■ Rows:
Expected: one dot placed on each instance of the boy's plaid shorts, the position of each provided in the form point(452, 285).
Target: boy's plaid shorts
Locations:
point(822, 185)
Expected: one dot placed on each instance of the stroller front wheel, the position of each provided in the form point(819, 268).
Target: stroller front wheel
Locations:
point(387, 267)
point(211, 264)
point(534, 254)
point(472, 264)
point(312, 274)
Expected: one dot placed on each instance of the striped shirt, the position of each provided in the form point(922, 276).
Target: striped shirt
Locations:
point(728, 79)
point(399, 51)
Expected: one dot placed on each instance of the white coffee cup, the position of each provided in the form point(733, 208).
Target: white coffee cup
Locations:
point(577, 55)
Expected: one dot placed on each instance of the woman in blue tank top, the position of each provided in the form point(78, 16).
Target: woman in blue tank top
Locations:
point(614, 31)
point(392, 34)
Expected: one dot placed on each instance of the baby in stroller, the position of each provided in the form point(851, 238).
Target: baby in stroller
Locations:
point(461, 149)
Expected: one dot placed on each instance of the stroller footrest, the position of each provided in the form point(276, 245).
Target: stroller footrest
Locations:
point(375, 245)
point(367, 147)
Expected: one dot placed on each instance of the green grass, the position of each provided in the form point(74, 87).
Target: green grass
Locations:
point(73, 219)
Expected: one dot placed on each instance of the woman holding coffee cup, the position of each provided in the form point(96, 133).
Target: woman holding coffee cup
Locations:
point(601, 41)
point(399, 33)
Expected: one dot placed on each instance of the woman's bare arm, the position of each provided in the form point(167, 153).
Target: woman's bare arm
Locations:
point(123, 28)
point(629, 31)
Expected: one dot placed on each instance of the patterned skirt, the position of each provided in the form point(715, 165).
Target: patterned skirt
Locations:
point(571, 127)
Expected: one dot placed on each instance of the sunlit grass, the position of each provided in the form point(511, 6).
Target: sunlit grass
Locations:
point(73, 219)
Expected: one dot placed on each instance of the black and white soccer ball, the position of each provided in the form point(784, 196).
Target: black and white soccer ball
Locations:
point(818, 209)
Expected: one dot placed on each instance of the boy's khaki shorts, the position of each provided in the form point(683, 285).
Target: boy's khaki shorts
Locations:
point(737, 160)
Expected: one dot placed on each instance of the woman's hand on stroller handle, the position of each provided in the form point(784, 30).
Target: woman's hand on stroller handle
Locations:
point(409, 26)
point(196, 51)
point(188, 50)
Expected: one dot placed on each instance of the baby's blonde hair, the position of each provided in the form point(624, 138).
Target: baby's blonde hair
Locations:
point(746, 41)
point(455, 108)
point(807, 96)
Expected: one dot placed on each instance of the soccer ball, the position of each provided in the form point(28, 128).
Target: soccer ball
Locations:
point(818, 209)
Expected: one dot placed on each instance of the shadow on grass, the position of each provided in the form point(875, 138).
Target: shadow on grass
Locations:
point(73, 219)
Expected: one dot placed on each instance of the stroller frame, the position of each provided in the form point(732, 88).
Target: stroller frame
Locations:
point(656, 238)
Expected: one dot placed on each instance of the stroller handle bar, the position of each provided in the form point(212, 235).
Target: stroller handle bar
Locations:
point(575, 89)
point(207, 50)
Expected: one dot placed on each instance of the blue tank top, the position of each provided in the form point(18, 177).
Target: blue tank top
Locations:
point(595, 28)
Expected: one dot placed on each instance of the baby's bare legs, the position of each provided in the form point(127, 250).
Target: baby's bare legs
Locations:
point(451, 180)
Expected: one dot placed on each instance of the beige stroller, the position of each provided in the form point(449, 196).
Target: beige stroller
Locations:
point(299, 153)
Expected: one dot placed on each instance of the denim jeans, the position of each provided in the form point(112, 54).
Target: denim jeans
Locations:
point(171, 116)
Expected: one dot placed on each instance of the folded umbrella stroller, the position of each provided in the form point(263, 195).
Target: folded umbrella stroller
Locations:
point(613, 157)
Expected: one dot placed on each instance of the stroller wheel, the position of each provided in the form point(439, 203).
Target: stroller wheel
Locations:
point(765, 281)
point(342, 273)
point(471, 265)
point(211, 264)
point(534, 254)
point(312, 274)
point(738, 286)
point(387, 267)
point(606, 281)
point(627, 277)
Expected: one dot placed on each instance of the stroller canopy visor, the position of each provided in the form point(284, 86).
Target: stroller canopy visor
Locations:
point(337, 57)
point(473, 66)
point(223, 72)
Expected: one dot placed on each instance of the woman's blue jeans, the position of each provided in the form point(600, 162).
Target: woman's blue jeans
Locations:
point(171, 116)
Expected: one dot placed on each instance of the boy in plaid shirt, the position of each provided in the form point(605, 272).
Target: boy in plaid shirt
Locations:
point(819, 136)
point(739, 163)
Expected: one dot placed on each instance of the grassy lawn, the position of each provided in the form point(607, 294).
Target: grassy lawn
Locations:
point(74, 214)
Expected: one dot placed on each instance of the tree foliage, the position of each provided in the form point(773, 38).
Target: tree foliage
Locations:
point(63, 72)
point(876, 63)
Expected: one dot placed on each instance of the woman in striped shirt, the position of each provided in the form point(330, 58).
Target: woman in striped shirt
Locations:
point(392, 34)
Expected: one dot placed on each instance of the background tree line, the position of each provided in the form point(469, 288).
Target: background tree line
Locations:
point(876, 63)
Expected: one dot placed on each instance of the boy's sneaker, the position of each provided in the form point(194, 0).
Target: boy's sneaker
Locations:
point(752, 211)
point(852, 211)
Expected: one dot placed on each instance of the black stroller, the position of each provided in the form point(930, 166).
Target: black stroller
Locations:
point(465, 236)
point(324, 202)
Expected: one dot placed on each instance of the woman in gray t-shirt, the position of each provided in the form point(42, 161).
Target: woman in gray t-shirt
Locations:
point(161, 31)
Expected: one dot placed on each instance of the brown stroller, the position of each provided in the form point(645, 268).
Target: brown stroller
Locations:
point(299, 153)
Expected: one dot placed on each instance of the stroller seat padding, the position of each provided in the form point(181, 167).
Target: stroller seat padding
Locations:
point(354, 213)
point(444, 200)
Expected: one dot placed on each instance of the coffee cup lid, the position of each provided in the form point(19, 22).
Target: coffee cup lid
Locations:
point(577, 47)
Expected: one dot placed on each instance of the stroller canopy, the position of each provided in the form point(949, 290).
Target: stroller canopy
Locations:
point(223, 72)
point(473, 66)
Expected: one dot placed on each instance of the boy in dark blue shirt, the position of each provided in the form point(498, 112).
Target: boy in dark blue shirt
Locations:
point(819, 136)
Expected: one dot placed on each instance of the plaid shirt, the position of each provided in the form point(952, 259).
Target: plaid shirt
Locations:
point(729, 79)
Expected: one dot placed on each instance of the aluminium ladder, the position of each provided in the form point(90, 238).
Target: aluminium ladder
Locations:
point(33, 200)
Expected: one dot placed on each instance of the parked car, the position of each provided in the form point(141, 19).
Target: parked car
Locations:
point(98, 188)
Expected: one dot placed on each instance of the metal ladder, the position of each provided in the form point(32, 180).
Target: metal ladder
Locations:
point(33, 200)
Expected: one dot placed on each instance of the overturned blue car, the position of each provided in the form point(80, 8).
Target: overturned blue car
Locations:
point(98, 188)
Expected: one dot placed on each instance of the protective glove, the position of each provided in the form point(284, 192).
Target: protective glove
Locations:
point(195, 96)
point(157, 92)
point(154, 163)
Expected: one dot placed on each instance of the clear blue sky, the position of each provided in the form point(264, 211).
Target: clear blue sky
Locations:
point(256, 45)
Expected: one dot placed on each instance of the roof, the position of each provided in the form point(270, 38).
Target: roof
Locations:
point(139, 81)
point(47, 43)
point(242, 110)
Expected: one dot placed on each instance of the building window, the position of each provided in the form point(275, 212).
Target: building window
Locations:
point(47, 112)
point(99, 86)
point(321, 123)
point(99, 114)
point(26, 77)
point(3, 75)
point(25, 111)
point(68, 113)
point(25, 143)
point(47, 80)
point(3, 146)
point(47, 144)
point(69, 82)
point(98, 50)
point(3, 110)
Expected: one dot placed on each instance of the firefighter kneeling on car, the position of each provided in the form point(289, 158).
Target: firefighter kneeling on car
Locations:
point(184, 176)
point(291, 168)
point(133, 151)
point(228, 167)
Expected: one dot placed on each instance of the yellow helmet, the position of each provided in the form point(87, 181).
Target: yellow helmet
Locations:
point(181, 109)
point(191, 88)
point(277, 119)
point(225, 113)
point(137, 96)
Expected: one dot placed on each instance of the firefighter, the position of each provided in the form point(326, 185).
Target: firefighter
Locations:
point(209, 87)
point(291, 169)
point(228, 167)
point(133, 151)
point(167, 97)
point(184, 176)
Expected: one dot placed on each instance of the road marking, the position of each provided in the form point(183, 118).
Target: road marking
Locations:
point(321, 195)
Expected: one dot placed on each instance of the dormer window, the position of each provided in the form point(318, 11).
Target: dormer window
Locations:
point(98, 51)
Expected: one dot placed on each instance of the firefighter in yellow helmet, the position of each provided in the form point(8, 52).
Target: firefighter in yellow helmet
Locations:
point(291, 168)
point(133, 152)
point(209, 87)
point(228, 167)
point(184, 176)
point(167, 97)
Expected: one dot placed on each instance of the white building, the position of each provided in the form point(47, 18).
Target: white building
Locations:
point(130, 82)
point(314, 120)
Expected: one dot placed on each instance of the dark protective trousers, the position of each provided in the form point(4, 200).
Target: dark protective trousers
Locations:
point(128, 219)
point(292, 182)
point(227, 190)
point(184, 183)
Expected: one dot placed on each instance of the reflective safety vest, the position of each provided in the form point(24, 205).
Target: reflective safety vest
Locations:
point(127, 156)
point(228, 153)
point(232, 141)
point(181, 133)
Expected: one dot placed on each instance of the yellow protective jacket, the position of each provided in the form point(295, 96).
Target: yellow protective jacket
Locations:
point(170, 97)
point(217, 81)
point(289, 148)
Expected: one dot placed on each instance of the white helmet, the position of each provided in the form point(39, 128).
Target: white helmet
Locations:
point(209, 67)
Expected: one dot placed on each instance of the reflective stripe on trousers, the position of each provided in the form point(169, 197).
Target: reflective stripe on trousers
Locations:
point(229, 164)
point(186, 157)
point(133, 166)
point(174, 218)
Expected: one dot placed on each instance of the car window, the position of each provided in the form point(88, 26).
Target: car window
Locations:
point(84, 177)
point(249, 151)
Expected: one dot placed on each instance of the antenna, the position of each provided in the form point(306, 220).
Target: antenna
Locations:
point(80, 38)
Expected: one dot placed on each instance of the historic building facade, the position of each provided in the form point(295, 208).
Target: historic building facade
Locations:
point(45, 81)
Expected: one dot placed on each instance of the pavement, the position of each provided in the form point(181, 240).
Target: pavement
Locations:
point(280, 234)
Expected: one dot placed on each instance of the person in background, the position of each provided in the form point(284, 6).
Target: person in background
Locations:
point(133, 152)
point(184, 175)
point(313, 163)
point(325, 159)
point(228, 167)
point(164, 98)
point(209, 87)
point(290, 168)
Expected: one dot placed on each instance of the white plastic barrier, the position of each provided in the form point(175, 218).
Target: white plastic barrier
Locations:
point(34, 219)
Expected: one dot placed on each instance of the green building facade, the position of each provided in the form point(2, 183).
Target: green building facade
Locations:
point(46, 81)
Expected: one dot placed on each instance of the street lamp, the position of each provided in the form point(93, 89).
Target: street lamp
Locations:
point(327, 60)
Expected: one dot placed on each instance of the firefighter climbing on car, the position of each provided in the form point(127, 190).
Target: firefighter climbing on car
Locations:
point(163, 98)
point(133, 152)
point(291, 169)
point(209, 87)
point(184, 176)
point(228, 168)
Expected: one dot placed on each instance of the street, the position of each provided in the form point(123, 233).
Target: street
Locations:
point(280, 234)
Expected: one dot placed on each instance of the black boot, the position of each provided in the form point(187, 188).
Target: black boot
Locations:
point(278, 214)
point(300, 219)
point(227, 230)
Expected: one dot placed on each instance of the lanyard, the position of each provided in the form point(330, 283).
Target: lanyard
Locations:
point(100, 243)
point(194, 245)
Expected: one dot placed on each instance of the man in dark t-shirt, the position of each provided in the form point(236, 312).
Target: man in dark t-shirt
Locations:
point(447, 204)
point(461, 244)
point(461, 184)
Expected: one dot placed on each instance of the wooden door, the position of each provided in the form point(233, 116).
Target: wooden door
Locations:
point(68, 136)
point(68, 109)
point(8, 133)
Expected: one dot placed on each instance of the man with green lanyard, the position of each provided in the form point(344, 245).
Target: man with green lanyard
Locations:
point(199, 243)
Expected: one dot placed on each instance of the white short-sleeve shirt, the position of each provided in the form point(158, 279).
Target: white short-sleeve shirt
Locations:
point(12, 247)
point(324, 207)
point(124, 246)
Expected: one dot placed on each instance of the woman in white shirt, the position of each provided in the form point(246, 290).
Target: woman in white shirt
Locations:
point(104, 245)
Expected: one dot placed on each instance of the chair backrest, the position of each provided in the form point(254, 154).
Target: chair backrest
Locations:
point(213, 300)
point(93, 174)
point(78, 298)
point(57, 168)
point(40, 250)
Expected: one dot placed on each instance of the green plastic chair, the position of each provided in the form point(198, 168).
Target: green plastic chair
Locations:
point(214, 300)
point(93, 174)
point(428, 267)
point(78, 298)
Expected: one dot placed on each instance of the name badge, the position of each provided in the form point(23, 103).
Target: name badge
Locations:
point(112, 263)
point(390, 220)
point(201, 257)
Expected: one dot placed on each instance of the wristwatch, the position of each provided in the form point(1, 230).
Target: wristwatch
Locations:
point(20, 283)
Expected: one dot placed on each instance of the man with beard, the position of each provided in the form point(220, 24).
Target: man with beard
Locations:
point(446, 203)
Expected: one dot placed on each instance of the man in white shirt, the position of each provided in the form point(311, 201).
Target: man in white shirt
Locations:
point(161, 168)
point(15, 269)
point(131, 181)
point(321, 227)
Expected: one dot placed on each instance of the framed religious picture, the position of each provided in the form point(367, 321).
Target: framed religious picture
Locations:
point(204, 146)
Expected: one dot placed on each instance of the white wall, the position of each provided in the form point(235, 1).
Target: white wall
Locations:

■ Given instruction: Edit the data from its first line through the line containing "point(822, 185)" by swapping "plaid shorts" for "denim shorts", and leave everything else as it is.

■ Finished task:
Expected: one dot placed on each instance of the boy's denim shorts, the position of each provided in the form point(452, 285).
Target: boy's denim shorts
Locations:
point(822, 185)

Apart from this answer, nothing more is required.